Görev metni:
Lütfen okuma metnine göre gayba iman etmenin neden vahye iman etmek anlamına geldiğini açıklayın.

اَلَّذٖينَ يُؤْمِنُونَ بِالْغَيْبِ
وَيُقٖيمُونَ الصَّلٰوةَ وَمِمَّا رَزَقْنَاهُمْ يُنْفِقُونَ
Onlar gaybe inanırlar,
namazı dosdoğru kılarlar, kendilerine rızık olarak verdiğimizden de Allah
yolunda harcarlar
1-
Bu ayette dikkat çeken ve açıklamaya gerekli gördüğümüz 3 konu mevcuttur. Bunlar sırasıyla gayb, namaz ve infaktır.
2-
Gayb, fizik
veya fizik üstü olan, zahiri ve batıni duyuların dışında kalan ve akıl yoluyla
ne olduğu idrak edilemeyen şeydir. Bu tanımdan yola çıkarak diyebiliriz
ki gaybe, duyular ve akıl ile ulaşılamaz. Bu nedenle bu alanda bize bilgi
verebilecek kaynakta akıl ve duyular üstü vasfa
sahip olan vahiydir. Bu nedenle gayba iman etmek, vahye iman etmek demektir. Bu da mümin olmanın özelliklerindendir.

Alıntılanan veriler:
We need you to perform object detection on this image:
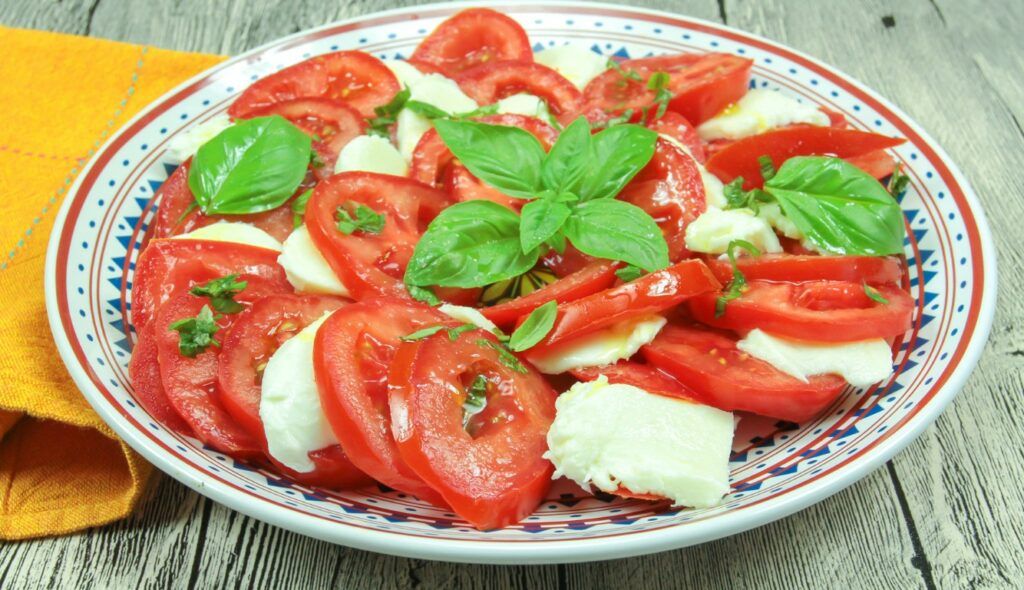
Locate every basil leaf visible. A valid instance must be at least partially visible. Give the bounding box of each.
[580,125,657,201]
[519,199,571,252]
[188,115,312,215]
[509,300,558,352]
[434,119,545,199]
[563,199,669,272]
[406,201,539,287]
[765,156,904,256]
[541,117,590,193]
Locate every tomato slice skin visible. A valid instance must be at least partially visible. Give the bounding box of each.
[305,172,447,299]
[640,326,846,422]
[388,330,556,531]
[520,259,721,356]
[456,60,583,123]
[480,260,620,327]
[313,297,454,506]
[409,8,534,78]
[690,281,914,342]
[131,240,292,331]
[227,51,401,119]
[707,125,906,191]
[706,254,903,285]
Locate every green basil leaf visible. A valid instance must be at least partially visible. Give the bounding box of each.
[541,117,590,193]
[406,201,540,287]
[188,115,312,215]
[434,119,545,199]
[519,199,571,252]
[563,199,669,272]
[765,156,905,256]
[580,125,657,201]
[509,300,558,352]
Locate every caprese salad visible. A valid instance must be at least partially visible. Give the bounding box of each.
[130,8,914,530]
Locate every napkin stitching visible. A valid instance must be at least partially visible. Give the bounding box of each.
[0,47,150,270]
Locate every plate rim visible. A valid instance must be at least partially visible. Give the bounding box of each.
[44,0,997,563]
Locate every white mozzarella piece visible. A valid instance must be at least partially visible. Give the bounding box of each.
[697,88,829,141]
[172,221,282,252]
[686,207,782,254]
[534,45,608,90]
[334,135,409,176]
[526,315,666,375]
[736,330,893,387]
[259,313,338,473]
[168,115,231,162]
[278,225,348,297]
[545,376,734,508]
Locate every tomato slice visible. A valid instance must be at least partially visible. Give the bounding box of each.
[480,260,620,327]
[151,159,305,242]
[618,137,708,261]
[409,8,534,77]
[583,53,754,125]
[456,61,583,123]
[690,281,913,342]
[227,51,401,119]
[131,240,292,332]
[707,125,906,189]
[640,326,846,422]
[305,172,447,299]
[530,260,720,356]
[313,297,454,506]
[569,361,700,403]
[241,98,367,179]
[707,254,903,285]
[388,330,555,531]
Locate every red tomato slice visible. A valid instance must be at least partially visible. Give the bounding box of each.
[388,330,555,531]
[313,297,454,506]
[640,326,846,422]
[480,260,620,327]
[707,254,903,285]
[409,8,534,77]
[707,125,906,189]
[151,159,305,242]
[241,98,367,179]
[456,61,583,123]
[529,260,721,356]
[583,53,754,125]
[227,51,401,119]
[618,137,708,261]
[217,295,344,437]
[690,281,913,342]
[569,361,700,403]
[305,172,447,299]
[131,240,292,332]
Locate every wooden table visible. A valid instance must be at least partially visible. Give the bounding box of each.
[0,0,1024,589]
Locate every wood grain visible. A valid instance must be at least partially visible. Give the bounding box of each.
[0,0,1024,590]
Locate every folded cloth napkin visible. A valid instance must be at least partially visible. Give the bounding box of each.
[0,27,223,540]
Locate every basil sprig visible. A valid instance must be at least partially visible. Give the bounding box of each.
[188,115,312,215]
[406,118,669,287]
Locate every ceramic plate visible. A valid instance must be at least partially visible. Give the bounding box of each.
[46,2,995,563]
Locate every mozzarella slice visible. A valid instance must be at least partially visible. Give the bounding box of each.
[736,330,893,387]
[168,115,231,162]
[686,207,782,254]
[278,225,349,297]
[259,313,338,473]
[172,221,282,252]
[545,376,734,508]
[334,135,409,176]
[534,45,608,90]
[526,315,666,375]
[697,88,829,141]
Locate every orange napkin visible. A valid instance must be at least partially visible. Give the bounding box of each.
[0,27,224,540]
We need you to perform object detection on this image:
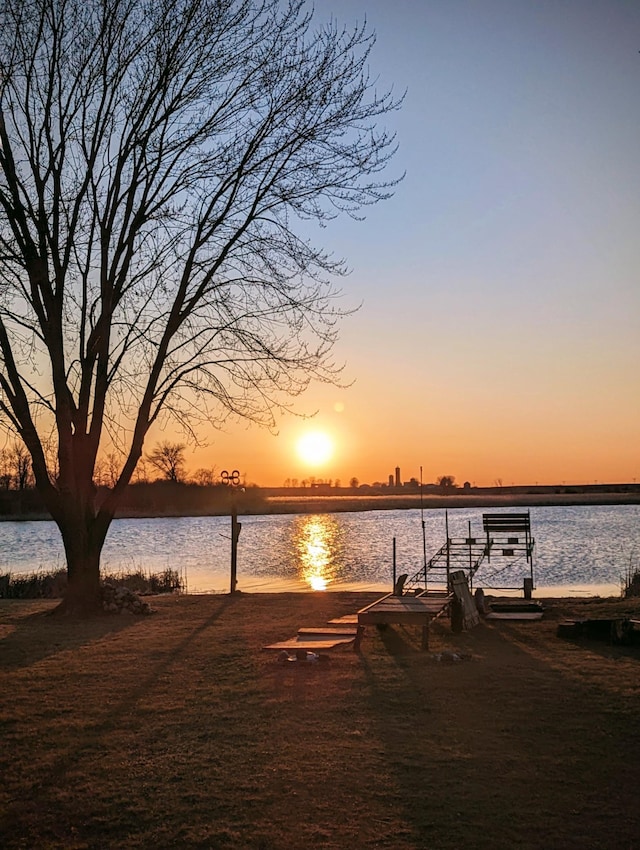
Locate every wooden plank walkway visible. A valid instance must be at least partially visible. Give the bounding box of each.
[358,593,453,649]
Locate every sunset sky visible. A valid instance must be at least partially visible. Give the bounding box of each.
[176,0,640,486]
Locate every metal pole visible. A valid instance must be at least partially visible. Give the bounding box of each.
[420,467,427,592]
[393,537,396,593]
[229,504,242,593]
[444,511,451,590]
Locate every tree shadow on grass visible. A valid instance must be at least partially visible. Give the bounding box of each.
[0,602,146,672]
[362,624,640,850]
[0,596,231,847]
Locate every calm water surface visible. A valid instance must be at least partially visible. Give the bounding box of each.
[0,505,640,595]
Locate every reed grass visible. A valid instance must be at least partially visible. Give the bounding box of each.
[0,569,186,599]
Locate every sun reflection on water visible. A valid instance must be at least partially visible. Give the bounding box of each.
[294,515,340,590]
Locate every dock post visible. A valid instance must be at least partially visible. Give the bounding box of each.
[229,505,242,593]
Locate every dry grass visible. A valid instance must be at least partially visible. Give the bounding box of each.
[0,593,640,850]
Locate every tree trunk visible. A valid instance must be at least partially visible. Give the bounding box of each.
[56,506,106,616]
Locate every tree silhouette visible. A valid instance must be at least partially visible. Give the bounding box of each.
[0,0,397,610]
[147,440,187,482]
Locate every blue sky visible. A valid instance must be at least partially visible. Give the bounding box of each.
[191,0,640,485]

Yazılı yanıt:
Gayb, zahiri ve batıni duyuların dışında kalan, akıl yoluyla ne olduğu idrak edilemeyen şey olduğu için ona duyular ve akılla ulaşılamaz. Bu alanda bilgi verebilecek kaynak, akıl ve duyular üstü vasfa sahip olan vahiydir. Bu nedenle gayba iman etmek vahye iman etmek demektir.